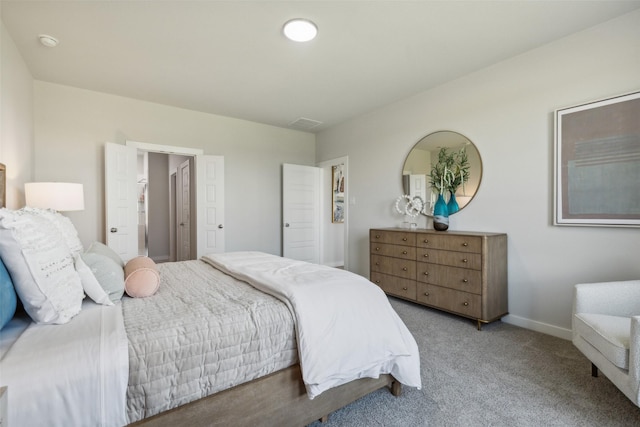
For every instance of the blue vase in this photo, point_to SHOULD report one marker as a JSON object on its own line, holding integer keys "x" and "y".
{"x": 440, "y": 214}
{"x": 452, "y": 206}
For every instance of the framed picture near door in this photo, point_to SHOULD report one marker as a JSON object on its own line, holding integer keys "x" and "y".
{"x": 597, "y": 150}
{"x": 3, "y": 186}
{"x": 337, "y": 193}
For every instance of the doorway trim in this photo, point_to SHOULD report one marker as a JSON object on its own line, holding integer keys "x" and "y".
{"x": 167, "y": 149}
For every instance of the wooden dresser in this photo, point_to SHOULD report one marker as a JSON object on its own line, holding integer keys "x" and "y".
{"x": 464, "y": 273}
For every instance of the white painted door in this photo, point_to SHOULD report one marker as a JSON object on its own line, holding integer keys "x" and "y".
{"x": 121, "y": 200}
{"x": 210, "y": 204}
{"x": 183, "y": 229}
{"x": 301, "y": 212}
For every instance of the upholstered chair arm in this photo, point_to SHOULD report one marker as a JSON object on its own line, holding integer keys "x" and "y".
{"x": 613, "y": 298}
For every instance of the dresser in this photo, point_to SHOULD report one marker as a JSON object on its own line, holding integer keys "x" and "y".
{"x": 464, "y": 273}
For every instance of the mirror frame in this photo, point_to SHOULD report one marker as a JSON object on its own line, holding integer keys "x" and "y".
{"x": 425, "y": 152}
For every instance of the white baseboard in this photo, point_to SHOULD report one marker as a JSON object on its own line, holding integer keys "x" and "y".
{"x": 545, "y": 328}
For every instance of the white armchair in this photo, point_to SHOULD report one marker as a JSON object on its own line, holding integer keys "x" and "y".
{"x": 606, "y": 329}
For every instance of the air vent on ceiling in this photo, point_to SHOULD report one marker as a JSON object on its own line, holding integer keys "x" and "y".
{"x": 302, "y": 123}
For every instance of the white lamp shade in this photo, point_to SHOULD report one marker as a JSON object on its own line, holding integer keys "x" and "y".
{"x": 60, "y": 196}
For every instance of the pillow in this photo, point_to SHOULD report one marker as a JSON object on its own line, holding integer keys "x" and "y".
{"x": 8, "y": 299}
{"x": 102, "y": 249}
{"x": 90, "y": 284}
{"x": 41, "y": 267}
{"x": 63, "y": 225}
{"x": 107, "y": 272}
{"x": 141, "y": 277}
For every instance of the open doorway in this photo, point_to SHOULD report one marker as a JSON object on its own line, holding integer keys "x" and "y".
{"x": 165, "y": 205}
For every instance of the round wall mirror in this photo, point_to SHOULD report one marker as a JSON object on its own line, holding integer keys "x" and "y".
{"x": 417, "y": 169}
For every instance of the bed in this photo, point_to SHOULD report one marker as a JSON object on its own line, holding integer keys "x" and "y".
{"x": 231, "y": 339}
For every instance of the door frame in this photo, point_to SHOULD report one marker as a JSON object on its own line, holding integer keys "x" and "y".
{"x": 169, "y": 149}
{"x": 326, "y": 166}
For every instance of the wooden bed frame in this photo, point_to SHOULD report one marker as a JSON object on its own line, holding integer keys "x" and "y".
{"x": 279, "y": 399}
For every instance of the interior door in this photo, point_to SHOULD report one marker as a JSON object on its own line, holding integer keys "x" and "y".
{"x": 210, "y": 204}
{"x": 121, "y": 200}
{"x": 301, "y": 212}
{"x": 183, "y": 229}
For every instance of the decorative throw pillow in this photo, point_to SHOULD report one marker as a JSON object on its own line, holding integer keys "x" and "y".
{"x": 63, "y": 225}
{"x": 41, "y": 267}
{"x": 102, "y": 249}
{"x": 141, "y": 277}
{"x": 107, "y": 272}
{"x": 90, "y": 284}
{"x": 8, "y": 299}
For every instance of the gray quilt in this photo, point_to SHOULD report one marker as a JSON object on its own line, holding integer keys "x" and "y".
{"x": 202, "y": 332}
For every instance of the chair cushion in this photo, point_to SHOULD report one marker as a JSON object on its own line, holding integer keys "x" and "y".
{"x": 608, "y": 334}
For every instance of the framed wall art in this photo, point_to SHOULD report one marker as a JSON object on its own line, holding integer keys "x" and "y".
{"x": 597, "y": 163}
{"x": 337, "y": 193}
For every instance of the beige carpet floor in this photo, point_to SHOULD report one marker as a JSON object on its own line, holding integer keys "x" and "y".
{"x": 502, "y": 375}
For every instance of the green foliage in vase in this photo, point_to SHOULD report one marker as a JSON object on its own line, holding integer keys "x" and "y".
{"x": 450, "y": 172}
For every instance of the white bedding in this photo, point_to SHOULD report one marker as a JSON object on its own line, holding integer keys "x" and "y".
{"x": 77, "y": 371}
{"x": 324, "y": 300}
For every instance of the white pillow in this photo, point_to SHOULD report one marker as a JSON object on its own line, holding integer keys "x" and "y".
{"x": 63, "y": 225}
{"x": 90, "y": 284}
{"x": 107, "y": 272}
{"x": 41, "y": 267}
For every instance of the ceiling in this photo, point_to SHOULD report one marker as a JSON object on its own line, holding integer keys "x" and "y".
{"x": 230, "y": 57}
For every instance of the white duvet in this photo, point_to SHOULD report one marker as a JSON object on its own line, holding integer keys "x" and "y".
{"x": 67, "y": 375}
{"x": 346, "y": 328}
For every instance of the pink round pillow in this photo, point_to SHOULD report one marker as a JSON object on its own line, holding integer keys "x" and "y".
{"x": 141, "y": 278}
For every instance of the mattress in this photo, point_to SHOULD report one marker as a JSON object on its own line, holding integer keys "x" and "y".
{"x": 202, "y": 332}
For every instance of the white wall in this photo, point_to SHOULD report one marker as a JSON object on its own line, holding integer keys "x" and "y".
{"x": 72, "y": 125}
{"x": 16, "y": 124}
{"x": 507, "y": 111}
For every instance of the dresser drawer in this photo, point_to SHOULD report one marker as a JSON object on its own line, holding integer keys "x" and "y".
{"x": 394, "y": 266}
{"x": 450, "y": 242}
{"x": 393, "y": 285}
{"x": 459, "y": 302}
{"x": 393, "y": 237}
{"x": 461, "y": 279}
{"x": 396, "y": 251}
{"x": 452, "y": 258}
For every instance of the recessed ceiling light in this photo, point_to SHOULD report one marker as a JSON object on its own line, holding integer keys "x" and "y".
{"x": 300, "y": 30}
{"x": 47, "y": 40}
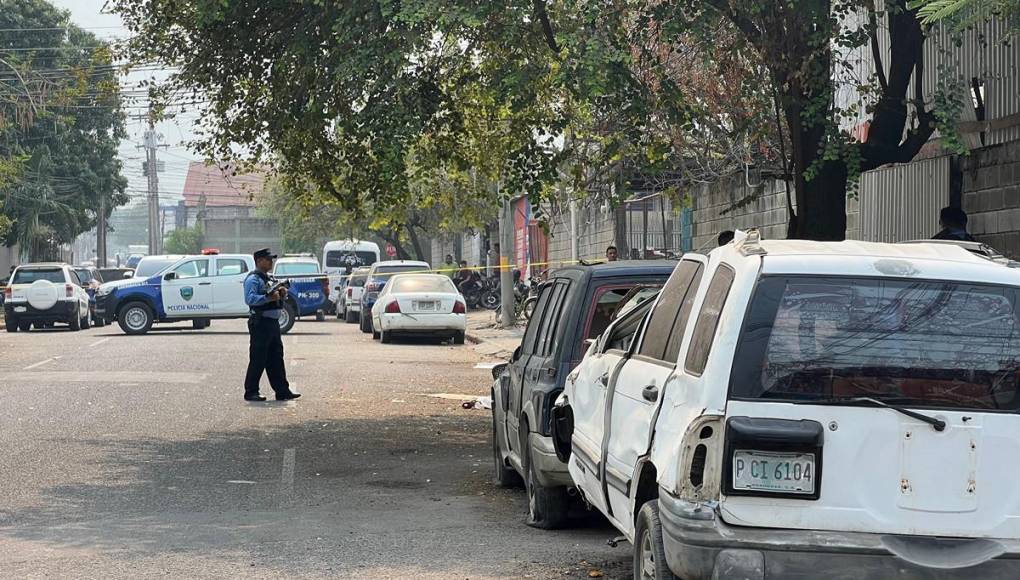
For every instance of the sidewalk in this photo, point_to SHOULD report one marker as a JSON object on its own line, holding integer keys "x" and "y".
{"x": 490, "y": 339}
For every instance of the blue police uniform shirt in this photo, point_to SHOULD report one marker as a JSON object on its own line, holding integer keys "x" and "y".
{"x": 255, "y": 296}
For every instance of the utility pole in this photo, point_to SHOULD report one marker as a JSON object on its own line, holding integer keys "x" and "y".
{"x": 506, "y": 264}
{"x": 101, "y": 231}
{"x": 151, "y": 169}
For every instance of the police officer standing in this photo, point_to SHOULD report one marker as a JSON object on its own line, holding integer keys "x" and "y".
{"x": 265, "y": 351}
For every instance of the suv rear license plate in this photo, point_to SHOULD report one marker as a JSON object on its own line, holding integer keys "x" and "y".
{"x": 770, "y": 471}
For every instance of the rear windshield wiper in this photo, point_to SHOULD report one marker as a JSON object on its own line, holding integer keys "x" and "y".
{"x": 936, "y": 424}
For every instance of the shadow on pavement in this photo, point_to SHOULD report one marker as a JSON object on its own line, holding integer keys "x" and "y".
{"x": 392, "y": 495}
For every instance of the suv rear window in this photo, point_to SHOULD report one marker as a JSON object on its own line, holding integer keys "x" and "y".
{"x": 922, "y": 343}
{"x": 29, "y": 275}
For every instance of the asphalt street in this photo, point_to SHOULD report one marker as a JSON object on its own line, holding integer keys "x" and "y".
{"x": 136, "y": 457}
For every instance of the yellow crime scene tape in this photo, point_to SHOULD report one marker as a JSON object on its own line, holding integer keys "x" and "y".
{"x": 502, "y": 266}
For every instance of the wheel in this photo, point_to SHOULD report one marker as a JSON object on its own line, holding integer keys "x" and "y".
{"x": 504, "y": 475}
{"x": 287, "y": 317}
{"x": 135, "y": 318}
{"x": 650, "y": 556}
{"x": 547, "y": 507}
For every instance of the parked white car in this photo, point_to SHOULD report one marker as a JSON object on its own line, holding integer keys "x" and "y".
{"x": 802, "y": 410}
{"x": 45, "y": 294}
{"x": 419, "y": 305}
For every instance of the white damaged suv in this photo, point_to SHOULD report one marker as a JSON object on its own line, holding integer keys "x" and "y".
{"x": 809, "y": 410}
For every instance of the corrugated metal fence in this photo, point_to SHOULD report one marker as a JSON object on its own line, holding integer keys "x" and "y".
{"x": 902, "y": 202}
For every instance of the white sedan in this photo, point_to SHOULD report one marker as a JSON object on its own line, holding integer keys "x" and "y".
{"x": 421, "y": 305}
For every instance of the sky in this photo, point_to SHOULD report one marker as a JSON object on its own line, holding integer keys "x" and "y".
{"x": 89, "y": 14}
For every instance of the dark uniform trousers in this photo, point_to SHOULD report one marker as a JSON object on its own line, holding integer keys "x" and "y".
{"x": 265, "y": 353}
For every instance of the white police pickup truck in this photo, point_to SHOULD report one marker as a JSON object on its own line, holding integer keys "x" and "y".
{"x": 198, "y": 288}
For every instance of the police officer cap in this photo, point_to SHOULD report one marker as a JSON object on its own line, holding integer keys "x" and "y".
{"x": 264, "y": 253}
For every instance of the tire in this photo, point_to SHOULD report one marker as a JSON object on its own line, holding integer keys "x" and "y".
{"x": 547, "y": 507}
{"x": 288, "y": 315}
{"x": 504, "y": 475}
{"x": 650, "y": 556}
{"x": 135, "y": 318}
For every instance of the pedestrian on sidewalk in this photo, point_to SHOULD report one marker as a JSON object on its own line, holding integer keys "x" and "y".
{"x": 954, "y": 222}
{"x": 265, "y": 349}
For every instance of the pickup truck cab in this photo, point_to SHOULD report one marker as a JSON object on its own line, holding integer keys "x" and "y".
{"x": 44, "y": 294}
{"x": 574, "y": 306}
{"x": 195, "y": 288}
{"x": 787, "y": 408}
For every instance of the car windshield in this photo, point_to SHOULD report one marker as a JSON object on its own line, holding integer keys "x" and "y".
{"x": 423, "y": 282}
{"x": 930, "y": 344}
{"x": 152, "y": 266}
{"x": 384, "y": 273}
{"x": 290, "y": 268}
{"x": 84, "y": 274}
{"x": 29, "y": 275}
{"x": 342, "y": 258}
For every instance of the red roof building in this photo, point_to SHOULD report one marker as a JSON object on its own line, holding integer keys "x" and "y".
{"x": 220, "y": 186}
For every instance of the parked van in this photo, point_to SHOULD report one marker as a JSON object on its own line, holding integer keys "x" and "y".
{"x": 342, "y": 257}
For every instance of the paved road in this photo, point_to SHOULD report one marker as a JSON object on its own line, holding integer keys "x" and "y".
{"x": 135, "y": 457}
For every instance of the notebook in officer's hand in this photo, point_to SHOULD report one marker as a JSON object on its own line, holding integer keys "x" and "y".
{"x": 278, "y": 284}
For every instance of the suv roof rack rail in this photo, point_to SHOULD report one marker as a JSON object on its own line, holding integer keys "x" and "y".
{"x": 749, "y": 243}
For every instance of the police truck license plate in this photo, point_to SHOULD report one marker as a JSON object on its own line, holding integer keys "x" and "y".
{"x": 768, "y": 471}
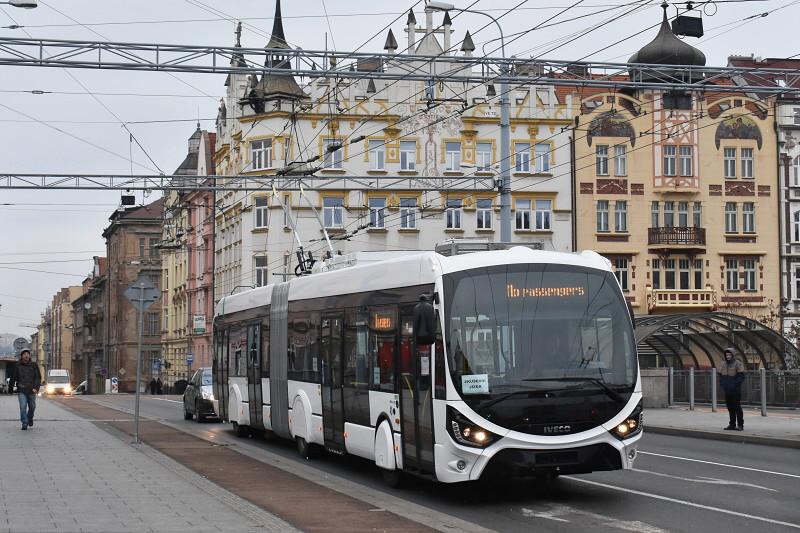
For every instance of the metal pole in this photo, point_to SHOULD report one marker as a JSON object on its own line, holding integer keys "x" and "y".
{"x": 713, "y": 390}
{"x": 139, "y": 364}
{"x": 670, "y": 387}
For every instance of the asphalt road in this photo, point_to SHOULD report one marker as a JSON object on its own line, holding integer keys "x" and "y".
{"x": 679, "y": 484}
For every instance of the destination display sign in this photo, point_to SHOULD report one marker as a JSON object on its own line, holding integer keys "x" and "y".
{"x": 512, "y": 291}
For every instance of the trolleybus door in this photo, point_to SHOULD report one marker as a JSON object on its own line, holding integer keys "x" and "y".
{"x": 332, "y": 380}
{"x": 254, "y": 376}
{"x": 220, "y": 371}
{"x": 416, "y": 401}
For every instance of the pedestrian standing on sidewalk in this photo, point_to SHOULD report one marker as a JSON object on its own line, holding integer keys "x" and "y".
{"x": 731, "y": 377}
{"x": 28, "y": 379}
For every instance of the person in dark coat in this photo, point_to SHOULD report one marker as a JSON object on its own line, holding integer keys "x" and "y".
{"x": 28, "y": 379}
{"x": 731, "y": 377}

--------------------------------

Nothing should be returned except the lines from the one containing "For every instance of the pedestrian standing" through the last line of the data, each restated word for word.

§ **Answer to this problem**
For every instance of the pedestrian standing on sidewalk in this photo, point_to SHOULD report one marker as a JSON object on its own line, holding integer keys "x" and "y".
{"x": 731, "y": 377}
{"x": 28, "y": 379}
For every instance of the person in dark coat in this photo, point_to SHOULD report one marker as a JSON object on its own line, holding integer keys "x" and "y".
{"x": 28, "y": 379}
{"x": 731, "y": 377}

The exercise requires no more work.